◆ Data supplied:
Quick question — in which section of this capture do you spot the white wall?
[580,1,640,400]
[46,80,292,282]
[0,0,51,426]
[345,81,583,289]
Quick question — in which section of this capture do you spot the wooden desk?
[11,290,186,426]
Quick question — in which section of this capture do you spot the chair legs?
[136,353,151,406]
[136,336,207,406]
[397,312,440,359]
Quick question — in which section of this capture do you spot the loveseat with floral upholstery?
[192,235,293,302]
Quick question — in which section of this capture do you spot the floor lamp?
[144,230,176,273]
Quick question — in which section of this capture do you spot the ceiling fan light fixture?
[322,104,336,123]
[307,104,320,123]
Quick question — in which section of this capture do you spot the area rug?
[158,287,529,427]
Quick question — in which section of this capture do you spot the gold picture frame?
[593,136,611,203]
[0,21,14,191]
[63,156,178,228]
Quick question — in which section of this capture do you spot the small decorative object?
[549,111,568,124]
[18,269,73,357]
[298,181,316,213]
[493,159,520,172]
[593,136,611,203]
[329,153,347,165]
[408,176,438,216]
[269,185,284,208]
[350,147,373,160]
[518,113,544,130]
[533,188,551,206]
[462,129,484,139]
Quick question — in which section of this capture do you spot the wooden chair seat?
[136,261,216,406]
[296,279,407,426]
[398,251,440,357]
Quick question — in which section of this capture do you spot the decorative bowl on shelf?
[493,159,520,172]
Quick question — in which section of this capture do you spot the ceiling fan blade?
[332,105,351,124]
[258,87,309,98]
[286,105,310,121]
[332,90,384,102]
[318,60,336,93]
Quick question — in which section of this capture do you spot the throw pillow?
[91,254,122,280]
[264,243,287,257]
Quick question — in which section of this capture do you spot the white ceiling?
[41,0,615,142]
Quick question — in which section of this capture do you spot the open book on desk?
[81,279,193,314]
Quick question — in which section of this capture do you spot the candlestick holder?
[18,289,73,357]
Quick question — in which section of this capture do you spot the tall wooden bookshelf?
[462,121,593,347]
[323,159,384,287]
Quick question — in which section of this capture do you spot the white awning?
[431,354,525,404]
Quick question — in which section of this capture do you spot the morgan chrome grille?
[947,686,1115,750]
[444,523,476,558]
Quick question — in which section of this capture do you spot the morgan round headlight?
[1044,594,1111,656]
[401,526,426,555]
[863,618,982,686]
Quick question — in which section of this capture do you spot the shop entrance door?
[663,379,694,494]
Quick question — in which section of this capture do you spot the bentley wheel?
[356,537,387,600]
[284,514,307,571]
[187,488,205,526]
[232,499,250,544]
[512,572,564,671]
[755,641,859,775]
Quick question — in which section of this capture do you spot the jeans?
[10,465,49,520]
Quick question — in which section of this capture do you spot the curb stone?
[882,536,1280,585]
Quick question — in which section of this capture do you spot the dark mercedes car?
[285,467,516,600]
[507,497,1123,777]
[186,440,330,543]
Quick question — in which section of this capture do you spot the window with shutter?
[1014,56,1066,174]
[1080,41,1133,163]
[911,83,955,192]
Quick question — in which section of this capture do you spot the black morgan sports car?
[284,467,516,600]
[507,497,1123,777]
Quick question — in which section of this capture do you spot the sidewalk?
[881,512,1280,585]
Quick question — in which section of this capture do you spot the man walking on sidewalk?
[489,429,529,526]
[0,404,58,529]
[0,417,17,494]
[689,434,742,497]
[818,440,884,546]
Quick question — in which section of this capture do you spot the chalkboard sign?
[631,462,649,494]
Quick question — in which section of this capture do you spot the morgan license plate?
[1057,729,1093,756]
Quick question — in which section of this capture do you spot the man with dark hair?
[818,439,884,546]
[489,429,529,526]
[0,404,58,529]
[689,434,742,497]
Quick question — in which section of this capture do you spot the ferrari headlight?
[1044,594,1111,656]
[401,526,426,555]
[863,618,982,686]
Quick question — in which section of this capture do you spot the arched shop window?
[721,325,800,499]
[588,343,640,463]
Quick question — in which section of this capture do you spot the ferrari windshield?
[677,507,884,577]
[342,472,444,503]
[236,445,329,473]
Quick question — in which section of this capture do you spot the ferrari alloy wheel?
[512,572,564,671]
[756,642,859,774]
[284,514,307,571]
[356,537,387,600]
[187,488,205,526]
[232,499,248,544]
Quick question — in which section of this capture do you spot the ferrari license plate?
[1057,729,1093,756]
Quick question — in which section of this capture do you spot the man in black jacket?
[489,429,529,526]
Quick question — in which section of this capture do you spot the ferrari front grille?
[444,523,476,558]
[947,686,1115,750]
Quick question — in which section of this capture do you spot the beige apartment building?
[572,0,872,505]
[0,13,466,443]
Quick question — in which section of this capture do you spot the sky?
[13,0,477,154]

◆ What is asked: Rewrite the stretch of data that begins with the line containing "the chair legs?" and ends with the line containing "[307,104,320,123]", both lines included, as a numbered list with any blank lines dropped.

◆ Reply:
1. Quick question — in which section of this capture do you spot the chair legs?
2. [136,353,151,406]
3. [136,336,207,406]
4. [397,312,440,359]
5. Quick question — in which section of this capture do you spot the loveseat with floral upholstery?
6. [192,235,293,302]
7. Quick question — in which section of this capture do you spot the floor lamp?
8. [144,230,176,273]
9. Quick question — in which section of this capture do you spot the ceiling fan light fixture?
10. [322,104,336,123]
11. [307,104,320,123]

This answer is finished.